• [Instructions to follow]: Copy exactly the last part of the entries, starting from the line with "of the awning" and including the final line.

(Pointing dataset records)
········
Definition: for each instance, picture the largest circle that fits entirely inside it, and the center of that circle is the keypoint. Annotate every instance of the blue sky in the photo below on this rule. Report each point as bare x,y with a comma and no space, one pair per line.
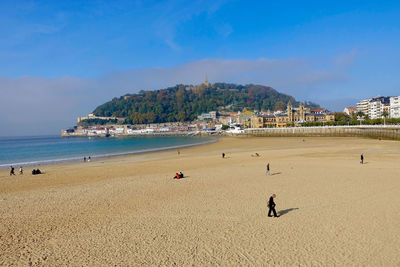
60,59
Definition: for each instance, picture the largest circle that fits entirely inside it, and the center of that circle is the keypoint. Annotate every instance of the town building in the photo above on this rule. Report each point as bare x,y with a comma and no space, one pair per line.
350,110
377,107
292,116
395,107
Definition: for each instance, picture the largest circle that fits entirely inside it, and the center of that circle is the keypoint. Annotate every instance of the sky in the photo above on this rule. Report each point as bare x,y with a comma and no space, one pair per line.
61,59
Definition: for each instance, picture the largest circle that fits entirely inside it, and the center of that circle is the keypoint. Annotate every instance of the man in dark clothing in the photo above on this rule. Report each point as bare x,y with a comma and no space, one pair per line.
12,170
271,206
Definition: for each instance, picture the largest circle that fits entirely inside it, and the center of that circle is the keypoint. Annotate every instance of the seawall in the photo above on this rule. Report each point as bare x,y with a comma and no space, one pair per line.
388,132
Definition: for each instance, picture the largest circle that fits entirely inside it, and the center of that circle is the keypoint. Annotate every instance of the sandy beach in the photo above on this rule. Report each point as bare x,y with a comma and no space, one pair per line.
128,211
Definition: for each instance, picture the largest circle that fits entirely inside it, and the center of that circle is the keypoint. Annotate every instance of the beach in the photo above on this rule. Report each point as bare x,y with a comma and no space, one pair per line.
128,211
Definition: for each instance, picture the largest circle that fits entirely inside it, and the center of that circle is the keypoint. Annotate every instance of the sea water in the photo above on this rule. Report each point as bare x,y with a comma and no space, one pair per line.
36,150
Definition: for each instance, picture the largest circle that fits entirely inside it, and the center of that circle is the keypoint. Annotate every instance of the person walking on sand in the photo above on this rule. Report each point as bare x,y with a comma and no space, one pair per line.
271,206
12,170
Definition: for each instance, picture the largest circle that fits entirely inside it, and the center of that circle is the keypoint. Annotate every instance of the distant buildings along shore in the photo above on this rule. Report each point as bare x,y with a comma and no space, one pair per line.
206,122
377,107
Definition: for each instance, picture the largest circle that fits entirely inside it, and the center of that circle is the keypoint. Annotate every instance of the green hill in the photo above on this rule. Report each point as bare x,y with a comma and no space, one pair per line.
185,103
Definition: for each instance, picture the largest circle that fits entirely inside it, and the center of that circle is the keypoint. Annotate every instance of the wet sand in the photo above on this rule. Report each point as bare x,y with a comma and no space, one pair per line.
127,211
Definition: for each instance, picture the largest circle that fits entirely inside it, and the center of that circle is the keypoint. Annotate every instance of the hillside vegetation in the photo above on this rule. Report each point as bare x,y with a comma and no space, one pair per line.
185,103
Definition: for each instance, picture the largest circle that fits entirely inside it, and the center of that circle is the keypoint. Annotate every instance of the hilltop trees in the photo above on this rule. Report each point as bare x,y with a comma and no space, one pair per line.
185,103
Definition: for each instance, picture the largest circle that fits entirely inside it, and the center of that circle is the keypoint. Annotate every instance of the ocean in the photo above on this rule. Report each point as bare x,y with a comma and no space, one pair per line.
36,150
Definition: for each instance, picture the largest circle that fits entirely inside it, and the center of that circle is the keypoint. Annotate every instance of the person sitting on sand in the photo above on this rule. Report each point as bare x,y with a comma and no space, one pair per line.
271,206
34,172
12,170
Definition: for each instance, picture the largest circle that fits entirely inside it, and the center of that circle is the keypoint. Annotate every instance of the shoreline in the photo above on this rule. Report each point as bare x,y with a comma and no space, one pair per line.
102,156
128,210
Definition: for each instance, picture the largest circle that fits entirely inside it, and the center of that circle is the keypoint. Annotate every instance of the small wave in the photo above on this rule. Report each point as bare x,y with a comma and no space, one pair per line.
106,155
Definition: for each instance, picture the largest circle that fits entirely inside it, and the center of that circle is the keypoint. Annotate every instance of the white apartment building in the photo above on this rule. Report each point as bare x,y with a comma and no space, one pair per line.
375,107
363,106
395,107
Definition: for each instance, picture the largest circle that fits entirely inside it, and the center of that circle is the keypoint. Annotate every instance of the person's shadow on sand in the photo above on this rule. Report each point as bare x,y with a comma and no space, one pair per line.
283,212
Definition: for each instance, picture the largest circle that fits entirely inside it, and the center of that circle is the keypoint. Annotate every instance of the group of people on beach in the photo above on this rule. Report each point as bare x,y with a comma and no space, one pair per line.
88,159
12,170
178,176
21,171
271,203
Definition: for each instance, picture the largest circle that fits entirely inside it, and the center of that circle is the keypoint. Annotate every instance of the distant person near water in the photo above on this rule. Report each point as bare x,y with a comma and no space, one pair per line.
36,171
271,206
12,170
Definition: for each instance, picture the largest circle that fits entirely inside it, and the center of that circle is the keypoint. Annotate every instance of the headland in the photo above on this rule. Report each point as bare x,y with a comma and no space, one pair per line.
129,211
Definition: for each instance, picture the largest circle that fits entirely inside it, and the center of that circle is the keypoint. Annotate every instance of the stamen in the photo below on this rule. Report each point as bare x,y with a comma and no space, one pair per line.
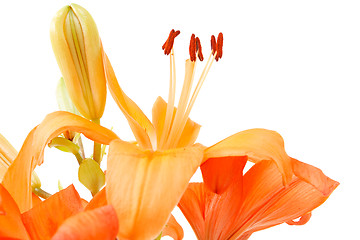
219,46
192,48
167,46
213,44
199,49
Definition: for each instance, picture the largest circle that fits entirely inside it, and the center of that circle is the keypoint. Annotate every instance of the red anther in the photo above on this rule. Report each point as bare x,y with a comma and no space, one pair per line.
213,44
219,46
192,48
199,49
170,41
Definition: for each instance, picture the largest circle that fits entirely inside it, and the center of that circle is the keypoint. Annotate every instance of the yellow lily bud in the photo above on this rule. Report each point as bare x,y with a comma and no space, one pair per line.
77,47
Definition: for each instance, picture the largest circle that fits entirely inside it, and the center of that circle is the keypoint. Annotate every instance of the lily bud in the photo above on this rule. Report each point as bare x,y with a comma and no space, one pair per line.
77,47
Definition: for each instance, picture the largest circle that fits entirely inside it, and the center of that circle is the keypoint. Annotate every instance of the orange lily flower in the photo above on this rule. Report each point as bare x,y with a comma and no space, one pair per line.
254,201
17,182
150,181
7,155
61,216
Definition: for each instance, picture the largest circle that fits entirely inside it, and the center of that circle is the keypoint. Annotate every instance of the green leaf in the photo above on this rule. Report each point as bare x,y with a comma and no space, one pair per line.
91,175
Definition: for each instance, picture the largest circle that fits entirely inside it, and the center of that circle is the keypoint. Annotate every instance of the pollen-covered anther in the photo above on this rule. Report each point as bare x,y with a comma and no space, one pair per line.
219,45
213,44
167,46
192,48
199,49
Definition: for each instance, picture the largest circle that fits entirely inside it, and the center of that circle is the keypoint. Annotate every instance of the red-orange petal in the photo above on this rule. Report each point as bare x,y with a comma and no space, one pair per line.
173,229
43,220
100,223
11,226
193,206
17,179
144,186
267,202
258,145
219,173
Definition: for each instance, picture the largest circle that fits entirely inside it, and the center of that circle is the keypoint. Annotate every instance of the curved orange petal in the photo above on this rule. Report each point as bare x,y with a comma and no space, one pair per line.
219,173
173,229
267,202
7,155
11,226
258,145
43,220
314,176
151,185
191,129
17,179
100,223
140,125
212,215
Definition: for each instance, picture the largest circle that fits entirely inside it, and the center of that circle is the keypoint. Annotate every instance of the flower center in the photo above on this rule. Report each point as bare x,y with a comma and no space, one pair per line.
174,125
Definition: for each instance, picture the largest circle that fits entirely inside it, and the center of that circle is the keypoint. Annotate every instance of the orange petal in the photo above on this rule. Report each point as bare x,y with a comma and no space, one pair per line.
7,155
17,180
314,176
151,185
303,220
43,220
140,125
11,226
98,200
193,206
173,229
267,202
212,215
257,144
219,173
35,199
191,129
100,223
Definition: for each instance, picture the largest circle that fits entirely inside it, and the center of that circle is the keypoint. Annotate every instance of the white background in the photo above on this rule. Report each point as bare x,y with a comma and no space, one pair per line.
289,66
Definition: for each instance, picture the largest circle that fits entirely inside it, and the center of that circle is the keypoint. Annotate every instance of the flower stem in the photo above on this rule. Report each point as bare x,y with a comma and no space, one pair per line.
97,147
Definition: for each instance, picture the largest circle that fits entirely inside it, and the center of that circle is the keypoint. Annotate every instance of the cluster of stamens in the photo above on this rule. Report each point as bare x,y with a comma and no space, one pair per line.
174,123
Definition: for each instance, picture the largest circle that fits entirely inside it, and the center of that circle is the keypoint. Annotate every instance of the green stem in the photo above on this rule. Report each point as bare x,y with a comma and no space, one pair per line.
97,147
41,193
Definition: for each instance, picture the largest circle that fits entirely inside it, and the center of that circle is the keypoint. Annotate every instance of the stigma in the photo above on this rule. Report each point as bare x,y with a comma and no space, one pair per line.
175,119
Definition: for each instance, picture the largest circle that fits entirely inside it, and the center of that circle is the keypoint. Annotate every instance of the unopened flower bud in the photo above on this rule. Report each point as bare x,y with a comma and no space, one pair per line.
77,47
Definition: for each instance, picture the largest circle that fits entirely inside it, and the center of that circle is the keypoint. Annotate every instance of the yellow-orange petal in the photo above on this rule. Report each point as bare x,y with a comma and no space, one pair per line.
219,173
141,126
43,220
17,179
188,135
99,200
258,145
151,184
7,155
267,202
100,223
173,229
11,226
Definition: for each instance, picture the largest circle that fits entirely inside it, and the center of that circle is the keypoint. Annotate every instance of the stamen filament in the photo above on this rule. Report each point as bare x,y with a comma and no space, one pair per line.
171,101
176,134
184,99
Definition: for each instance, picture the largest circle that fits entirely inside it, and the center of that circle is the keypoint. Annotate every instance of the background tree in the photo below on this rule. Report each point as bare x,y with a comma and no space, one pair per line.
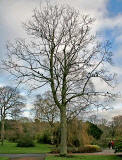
62,53
10,100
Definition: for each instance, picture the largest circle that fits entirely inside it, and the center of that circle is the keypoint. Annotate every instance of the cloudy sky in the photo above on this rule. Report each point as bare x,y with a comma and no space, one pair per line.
108,26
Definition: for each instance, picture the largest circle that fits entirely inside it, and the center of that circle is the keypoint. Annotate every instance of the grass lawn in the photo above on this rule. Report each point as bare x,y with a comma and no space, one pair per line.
85,158
11,148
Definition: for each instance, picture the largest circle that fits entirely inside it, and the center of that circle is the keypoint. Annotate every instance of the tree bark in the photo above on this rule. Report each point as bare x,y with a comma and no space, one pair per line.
2,131
63,123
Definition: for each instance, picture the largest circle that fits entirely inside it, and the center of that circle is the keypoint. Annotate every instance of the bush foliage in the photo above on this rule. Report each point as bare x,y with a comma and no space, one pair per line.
25,141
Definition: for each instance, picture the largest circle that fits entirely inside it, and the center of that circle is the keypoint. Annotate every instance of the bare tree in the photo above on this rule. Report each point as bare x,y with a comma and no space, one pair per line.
62,52
10,101
45,108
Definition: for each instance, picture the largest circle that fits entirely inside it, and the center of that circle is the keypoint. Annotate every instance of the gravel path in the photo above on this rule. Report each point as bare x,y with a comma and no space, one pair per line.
24,156
42,156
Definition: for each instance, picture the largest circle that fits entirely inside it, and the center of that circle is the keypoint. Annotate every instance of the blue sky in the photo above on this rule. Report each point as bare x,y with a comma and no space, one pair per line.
108,26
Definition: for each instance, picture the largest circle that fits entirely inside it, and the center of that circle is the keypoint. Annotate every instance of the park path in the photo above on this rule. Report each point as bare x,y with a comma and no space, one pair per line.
42,156
29,158
24,156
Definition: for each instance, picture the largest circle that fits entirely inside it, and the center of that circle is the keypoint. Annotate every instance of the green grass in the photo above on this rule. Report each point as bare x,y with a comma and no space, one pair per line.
11,148
99,157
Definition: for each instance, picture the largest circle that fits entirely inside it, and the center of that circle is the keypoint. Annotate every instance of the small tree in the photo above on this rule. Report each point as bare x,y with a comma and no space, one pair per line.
62,53
10,100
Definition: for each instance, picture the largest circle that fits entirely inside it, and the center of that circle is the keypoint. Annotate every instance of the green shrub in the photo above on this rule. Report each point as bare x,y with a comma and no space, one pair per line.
45,138
82,149
118,147
76,143
25,141
89,149
94,131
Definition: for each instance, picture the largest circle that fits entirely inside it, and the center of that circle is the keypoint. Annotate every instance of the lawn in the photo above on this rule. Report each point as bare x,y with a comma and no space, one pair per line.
85,158
11,148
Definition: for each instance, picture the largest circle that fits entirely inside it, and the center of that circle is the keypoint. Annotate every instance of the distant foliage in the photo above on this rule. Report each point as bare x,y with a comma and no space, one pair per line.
94,131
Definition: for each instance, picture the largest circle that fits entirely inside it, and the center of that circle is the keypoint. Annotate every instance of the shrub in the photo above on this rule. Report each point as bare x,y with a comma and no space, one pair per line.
83,149
45,138
76,143
89,149
25,141
118,147
94,131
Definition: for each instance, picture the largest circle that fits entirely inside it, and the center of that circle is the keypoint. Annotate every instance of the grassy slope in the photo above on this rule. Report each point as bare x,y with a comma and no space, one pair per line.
11,148
85,158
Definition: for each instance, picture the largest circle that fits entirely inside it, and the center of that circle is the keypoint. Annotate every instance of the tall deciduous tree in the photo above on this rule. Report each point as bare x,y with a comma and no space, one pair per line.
62,53
10,101
45,108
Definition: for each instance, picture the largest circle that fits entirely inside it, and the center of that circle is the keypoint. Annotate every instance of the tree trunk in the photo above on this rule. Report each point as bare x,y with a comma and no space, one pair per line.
2,131
63,122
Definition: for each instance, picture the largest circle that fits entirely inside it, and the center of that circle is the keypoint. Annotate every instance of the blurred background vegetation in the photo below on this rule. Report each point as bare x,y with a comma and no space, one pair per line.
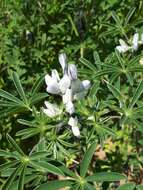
33,33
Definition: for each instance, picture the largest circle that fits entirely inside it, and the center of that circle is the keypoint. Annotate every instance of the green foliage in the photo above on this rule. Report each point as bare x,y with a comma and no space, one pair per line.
39,152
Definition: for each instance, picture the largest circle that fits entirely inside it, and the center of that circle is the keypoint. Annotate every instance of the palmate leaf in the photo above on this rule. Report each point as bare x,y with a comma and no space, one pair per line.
55,185
88,186
7,154
10,97
68,172
47,167
37,97
18,86
87,159
38,155
136,95
13,110
8,165
139,187
11,178
37,85
27,179
97,60
106,176
27,123
21,178
27,133
127,186
115,92
15,145
88,64
129,15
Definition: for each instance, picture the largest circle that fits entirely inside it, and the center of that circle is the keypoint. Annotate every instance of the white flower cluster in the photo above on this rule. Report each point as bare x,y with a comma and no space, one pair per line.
69,87
136,41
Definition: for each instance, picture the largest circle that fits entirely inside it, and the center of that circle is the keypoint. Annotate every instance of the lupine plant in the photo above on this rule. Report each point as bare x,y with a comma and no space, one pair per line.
51,124
72,121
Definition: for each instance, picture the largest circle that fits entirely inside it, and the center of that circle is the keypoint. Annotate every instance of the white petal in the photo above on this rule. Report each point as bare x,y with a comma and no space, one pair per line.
76,86
73,121
86,84
142,38
80,95
48,79
53,88
55,75
76,131
72,71
64,83
123,43
51,110
67,97
70,108
48,112
135,41
63,61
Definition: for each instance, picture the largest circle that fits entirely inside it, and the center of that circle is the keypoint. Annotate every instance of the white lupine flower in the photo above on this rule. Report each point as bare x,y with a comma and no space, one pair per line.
64,83
76,86
73,122
72,71
70,108
51,110
135,41
52,85
63,61
55,75
68,96
86,84
142,38
123,47
76,131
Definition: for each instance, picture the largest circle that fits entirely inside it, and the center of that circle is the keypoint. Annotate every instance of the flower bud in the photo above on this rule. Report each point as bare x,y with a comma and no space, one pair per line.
72,71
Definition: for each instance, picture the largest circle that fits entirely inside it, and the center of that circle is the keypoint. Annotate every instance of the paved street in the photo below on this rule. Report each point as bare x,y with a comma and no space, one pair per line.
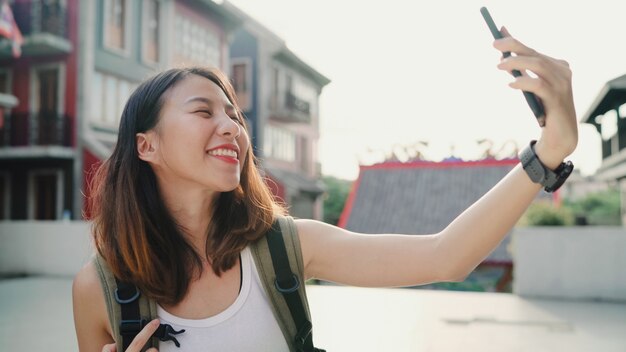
36,315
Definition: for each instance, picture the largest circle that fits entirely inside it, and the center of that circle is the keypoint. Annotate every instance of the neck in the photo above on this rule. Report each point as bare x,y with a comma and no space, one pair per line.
191,207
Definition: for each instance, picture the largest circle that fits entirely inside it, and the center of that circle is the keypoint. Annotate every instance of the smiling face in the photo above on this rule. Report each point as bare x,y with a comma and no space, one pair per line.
200,140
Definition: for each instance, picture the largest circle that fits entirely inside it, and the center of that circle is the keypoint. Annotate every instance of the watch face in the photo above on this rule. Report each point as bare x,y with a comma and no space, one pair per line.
563,172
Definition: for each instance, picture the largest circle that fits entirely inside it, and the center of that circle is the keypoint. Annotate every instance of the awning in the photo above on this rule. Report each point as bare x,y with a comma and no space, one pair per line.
612,96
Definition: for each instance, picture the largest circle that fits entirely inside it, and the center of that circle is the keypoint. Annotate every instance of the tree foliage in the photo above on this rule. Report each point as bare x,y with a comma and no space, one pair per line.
600,208
337,191
546,214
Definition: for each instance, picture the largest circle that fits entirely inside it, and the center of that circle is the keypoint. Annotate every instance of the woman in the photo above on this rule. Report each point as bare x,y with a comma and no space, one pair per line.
180,200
········
• [Solution to this task]:
Definition: for each instance, picture the largest circle that fits entirely inside it, and the center of that circle is the keypoint. Annotate every instance of the awning in the photo above on this rule. Report each point as bare x,y with a comma and no space, one pair per line.
612,96
Definition: for each instance, picture the largest circle that fits entirely inside it, and the center of that circle is the keypoint. Annotate every instance of the tree foliage in the photo above on this rule. Report each point as bare x,y with a comma and no space, one pair per line.
600,208
337,191
546,214
Definition: for each instance, picture the largest circle that fits entirely inside it, and the center of that circle is the keypoint. Annotate every instance of the woman in the photo above on this rule. Report each point as bare x,y with a comma and no space, one pair per line.
180,200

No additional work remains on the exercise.